"""

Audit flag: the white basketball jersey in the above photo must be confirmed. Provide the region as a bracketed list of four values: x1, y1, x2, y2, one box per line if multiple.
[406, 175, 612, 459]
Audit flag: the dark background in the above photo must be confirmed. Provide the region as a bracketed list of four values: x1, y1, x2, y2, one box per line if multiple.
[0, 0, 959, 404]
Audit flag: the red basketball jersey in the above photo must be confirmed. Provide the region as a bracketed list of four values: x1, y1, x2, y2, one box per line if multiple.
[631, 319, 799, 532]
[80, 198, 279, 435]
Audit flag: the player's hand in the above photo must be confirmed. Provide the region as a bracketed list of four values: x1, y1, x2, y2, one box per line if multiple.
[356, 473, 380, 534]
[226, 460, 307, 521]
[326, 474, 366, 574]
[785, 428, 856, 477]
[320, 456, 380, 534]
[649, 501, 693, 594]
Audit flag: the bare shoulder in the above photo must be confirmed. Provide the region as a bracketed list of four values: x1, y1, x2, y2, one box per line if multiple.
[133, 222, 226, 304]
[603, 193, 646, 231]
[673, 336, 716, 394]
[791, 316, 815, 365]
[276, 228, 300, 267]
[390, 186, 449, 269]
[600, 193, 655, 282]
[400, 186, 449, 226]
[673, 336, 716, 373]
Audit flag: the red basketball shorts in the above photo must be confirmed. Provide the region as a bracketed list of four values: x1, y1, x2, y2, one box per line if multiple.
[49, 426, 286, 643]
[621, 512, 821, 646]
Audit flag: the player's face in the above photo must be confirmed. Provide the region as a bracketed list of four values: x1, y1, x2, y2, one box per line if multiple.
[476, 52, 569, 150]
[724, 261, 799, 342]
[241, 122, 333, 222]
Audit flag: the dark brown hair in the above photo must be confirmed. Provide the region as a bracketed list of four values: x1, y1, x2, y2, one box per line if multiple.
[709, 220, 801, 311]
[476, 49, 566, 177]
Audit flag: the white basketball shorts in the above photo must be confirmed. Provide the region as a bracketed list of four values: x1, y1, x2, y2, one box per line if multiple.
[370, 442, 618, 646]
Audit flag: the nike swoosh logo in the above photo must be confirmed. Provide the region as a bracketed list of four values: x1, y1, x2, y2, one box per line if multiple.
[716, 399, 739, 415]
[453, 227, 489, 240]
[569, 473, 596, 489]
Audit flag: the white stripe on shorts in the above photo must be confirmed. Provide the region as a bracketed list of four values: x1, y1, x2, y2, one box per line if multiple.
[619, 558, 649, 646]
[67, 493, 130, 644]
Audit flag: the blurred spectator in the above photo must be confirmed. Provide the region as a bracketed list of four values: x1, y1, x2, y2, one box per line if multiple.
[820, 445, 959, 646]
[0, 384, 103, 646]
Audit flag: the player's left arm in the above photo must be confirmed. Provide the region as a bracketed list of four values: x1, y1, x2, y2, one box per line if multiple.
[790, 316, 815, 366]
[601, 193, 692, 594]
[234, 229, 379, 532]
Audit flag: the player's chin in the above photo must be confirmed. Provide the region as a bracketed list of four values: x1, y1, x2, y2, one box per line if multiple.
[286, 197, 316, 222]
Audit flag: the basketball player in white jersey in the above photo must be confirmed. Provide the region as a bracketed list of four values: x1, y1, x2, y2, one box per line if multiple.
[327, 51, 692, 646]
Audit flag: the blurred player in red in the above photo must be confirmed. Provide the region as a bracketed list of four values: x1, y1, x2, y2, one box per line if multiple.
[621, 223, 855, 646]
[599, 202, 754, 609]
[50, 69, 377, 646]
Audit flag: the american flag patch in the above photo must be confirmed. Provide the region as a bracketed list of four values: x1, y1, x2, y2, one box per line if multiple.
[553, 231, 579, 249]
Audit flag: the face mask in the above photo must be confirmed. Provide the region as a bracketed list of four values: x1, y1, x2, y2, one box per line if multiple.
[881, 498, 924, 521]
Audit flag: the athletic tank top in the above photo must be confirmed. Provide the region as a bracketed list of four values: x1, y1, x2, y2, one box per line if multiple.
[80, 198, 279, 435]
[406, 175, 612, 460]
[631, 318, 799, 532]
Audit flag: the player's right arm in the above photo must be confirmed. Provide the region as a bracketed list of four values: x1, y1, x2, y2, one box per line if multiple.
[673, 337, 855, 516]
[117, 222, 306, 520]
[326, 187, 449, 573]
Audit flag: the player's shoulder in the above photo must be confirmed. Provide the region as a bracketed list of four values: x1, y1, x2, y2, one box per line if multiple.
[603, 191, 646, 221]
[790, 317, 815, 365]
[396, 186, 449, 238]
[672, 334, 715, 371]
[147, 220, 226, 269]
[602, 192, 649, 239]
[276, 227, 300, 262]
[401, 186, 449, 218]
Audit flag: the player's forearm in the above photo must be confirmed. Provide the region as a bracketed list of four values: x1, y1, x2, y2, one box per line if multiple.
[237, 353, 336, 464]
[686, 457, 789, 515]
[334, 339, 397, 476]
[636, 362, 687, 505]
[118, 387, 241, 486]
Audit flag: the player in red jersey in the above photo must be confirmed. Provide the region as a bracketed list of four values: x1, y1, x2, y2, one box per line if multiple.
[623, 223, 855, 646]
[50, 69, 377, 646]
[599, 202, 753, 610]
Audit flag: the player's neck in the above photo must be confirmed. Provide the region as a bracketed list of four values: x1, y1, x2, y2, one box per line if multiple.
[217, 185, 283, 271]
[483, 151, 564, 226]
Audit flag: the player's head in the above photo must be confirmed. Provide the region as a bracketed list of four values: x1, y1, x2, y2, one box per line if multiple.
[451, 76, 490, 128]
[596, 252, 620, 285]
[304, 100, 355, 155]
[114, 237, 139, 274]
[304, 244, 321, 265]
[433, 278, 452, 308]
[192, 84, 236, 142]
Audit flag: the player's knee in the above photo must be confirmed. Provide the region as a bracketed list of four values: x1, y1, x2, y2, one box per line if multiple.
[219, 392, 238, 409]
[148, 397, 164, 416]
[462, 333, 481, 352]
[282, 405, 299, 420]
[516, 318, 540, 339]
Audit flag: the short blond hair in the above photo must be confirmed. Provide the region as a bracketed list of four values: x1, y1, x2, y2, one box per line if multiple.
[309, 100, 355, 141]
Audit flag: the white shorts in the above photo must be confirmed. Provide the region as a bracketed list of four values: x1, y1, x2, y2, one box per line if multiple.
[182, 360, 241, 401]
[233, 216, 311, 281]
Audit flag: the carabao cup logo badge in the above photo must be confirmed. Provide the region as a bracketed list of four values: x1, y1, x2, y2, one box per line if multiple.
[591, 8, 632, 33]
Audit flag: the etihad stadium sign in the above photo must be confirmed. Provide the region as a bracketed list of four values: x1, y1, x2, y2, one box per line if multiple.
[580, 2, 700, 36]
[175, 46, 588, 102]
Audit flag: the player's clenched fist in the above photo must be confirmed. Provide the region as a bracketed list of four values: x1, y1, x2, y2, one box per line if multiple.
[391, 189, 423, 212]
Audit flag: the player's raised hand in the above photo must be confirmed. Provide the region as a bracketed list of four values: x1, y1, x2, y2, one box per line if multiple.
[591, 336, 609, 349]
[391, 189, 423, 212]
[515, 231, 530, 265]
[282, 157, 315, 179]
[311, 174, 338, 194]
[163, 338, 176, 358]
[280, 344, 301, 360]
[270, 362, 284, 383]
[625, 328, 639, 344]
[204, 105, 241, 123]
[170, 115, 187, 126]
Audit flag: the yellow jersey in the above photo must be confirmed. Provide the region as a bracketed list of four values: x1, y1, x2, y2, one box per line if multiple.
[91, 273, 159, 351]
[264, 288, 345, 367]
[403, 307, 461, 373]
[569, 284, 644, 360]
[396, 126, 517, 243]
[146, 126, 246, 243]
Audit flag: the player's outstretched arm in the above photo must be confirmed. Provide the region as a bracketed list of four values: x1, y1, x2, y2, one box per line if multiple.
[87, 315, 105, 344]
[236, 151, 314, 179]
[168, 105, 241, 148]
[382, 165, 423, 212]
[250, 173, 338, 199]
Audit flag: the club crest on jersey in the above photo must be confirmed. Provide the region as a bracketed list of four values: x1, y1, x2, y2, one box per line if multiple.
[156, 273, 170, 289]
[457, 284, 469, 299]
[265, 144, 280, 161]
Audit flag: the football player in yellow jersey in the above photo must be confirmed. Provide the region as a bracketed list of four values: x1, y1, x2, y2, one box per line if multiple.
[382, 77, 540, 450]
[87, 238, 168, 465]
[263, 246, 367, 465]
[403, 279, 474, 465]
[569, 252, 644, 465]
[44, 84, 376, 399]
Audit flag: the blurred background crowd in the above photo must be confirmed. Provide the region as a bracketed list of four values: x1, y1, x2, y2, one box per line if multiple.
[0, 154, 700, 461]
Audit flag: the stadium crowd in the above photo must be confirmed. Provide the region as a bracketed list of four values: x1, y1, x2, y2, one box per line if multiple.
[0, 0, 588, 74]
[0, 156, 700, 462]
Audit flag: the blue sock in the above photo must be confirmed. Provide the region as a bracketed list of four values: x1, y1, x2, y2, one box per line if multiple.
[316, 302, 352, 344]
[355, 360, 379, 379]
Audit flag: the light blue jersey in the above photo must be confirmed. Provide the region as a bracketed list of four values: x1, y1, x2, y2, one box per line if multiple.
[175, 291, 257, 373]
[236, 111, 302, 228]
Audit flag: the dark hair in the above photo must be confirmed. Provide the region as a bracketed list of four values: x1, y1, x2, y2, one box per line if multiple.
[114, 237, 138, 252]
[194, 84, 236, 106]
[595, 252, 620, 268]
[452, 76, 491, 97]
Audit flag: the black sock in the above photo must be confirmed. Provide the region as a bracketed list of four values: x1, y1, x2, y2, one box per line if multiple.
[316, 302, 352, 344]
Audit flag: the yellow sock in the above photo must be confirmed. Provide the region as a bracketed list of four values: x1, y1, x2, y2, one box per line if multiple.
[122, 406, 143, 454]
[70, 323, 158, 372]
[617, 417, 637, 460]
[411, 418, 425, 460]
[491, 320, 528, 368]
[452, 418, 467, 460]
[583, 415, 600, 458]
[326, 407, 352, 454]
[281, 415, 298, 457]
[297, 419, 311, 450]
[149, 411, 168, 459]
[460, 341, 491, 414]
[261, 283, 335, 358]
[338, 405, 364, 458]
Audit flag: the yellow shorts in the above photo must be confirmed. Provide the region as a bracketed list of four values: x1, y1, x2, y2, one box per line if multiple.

"""
"""

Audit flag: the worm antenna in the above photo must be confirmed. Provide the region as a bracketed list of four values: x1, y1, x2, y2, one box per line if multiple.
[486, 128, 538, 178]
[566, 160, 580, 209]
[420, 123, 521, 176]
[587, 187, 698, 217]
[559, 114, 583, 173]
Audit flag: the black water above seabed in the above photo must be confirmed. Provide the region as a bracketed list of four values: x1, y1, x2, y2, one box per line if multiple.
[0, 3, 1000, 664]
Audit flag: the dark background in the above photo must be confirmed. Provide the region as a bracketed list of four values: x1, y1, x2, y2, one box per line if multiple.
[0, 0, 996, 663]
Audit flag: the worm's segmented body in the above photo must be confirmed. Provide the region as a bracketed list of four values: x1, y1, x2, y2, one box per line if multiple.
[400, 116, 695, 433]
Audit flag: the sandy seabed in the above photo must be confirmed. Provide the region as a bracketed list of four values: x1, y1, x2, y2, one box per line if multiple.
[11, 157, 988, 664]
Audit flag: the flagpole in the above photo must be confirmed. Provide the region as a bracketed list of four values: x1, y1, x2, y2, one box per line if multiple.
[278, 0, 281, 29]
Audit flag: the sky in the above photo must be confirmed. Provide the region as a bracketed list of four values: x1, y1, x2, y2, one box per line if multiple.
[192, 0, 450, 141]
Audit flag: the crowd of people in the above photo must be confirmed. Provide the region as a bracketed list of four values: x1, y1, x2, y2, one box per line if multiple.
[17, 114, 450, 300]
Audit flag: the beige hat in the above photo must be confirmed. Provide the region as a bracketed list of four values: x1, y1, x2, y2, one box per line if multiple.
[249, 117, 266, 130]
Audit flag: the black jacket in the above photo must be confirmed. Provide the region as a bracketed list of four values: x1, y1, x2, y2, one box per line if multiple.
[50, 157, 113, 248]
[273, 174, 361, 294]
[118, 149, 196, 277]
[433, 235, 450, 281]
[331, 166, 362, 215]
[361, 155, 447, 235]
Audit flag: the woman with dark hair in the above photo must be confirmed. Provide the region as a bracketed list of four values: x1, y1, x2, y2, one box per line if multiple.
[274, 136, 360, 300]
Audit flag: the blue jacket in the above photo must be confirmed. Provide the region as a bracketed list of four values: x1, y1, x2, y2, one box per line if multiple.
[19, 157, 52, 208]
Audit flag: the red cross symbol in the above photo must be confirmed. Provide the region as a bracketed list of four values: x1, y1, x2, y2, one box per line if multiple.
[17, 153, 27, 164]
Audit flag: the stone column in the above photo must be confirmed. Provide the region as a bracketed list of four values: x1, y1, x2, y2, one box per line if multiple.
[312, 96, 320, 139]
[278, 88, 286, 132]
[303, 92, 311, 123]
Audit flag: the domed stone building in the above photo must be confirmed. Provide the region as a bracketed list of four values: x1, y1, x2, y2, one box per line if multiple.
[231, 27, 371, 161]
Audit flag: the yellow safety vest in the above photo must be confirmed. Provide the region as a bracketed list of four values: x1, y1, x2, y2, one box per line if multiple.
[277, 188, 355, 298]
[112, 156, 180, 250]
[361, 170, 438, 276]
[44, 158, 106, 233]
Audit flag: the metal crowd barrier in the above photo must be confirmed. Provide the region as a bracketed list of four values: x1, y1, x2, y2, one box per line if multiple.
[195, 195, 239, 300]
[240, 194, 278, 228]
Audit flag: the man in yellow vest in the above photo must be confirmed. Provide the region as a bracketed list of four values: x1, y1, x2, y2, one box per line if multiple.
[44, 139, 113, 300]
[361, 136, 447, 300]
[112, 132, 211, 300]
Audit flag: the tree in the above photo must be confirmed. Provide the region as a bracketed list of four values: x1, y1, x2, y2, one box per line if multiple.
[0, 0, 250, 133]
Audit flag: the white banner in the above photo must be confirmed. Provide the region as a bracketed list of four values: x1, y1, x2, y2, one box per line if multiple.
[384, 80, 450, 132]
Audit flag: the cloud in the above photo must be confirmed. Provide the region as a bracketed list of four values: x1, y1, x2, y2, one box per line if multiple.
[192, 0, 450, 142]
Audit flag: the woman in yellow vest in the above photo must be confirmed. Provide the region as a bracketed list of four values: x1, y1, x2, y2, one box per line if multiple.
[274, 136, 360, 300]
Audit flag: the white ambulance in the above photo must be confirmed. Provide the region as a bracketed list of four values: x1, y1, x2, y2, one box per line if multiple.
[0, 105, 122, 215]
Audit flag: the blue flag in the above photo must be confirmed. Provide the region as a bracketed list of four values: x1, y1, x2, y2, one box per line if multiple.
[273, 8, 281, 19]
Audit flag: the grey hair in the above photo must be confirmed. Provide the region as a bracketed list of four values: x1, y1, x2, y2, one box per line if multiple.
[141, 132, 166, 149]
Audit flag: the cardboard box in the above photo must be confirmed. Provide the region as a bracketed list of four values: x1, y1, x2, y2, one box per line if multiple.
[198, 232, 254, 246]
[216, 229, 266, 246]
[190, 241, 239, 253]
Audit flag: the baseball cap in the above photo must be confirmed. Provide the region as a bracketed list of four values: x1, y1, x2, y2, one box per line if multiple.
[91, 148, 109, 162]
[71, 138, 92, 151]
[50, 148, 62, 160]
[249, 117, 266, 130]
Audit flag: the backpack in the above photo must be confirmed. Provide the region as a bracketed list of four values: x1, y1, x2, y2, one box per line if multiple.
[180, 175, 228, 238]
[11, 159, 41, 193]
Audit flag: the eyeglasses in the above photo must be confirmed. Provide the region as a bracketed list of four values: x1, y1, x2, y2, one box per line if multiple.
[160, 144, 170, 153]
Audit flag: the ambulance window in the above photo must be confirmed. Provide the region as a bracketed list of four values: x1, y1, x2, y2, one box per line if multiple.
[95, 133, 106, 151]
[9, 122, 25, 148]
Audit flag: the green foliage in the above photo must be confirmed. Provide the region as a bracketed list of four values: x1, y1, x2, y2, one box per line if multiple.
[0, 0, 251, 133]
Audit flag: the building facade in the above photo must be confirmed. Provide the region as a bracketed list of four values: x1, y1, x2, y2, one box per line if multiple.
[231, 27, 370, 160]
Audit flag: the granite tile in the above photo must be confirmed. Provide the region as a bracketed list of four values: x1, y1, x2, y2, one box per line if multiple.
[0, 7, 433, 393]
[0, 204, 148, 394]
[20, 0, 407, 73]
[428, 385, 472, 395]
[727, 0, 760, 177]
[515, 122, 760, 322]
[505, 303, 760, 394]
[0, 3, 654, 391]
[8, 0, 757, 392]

"""
"""

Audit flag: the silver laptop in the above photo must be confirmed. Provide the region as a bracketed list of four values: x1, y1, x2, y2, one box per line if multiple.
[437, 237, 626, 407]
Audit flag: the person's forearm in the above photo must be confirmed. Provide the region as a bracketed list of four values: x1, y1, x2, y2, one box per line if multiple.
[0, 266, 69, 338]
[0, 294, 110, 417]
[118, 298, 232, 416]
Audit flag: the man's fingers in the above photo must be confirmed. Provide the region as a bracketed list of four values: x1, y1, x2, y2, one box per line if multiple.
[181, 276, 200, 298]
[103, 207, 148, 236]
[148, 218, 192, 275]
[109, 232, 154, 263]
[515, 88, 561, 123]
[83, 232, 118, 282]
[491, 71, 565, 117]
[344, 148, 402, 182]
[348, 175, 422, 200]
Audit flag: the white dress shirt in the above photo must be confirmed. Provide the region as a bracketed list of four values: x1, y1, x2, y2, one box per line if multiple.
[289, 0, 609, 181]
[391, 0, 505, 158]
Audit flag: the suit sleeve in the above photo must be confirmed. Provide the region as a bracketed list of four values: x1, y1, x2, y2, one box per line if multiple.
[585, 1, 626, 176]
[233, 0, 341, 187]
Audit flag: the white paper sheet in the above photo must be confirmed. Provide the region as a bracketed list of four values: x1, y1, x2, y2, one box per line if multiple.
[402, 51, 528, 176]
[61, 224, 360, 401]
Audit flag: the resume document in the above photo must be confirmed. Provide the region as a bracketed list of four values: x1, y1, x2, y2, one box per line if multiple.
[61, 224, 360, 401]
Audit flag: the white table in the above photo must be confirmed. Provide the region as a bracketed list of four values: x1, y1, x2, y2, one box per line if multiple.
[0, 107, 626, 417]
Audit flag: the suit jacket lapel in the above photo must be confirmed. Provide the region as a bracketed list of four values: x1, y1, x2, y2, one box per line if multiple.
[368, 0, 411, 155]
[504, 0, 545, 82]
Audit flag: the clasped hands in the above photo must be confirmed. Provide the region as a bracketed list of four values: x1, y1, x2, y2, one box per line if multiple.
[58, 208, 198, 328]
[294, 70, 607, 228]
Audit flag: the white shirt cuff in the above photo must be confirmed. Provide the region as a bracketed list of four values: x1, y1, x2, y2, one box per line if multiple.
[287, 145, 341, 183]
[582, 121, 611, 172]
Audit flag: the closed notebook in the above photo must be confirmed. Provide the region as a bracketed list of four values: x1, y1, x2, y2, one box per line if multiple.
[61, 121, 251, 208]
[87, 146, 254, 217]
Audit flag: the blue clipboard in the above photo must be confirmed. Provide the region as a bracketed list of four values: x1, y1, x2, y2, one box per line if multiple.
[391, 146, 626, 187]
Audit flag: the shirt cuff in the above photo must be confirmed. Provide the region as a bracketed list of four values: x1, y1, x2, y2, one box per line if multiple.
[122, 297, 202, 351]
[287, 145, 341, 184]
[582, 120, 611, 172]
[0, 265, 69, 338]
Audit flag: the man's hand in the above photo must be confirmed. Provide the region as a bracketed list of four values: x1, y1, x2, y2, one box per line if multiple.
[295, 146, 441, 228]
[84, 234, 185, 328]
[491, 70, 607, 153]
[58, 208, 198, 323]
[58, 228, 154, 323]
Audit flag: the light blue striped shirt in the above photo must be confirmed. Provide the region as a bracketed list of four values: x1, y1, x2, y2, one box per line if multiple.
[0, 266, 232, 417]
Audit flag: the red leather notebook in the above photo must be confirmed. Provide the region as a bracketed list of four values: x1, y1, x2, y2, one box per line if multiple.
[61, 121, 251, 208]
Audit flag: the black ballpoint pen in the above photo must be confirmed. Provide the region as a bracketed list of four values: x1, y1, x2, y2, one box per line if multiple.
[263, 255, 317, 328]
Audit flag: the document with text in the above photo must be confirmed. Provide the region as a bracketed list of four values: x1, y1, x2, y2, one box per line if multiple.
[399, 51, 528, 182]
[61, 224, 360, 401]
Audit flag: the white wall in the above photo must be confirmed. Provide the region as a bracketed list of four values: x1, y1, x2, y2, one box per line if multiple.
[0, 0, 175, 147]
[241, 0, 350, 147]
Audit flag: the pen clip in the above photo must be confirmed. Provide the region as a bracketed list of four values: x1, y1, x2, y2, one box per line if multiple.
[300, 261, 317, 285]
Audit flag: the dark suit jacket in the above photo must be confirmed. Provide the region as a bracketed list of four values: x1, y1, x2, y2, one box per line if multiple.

"""

Prompt
How many lines of the material above contain the string "suit"? Case counts; answer with the number alone.

Task result
3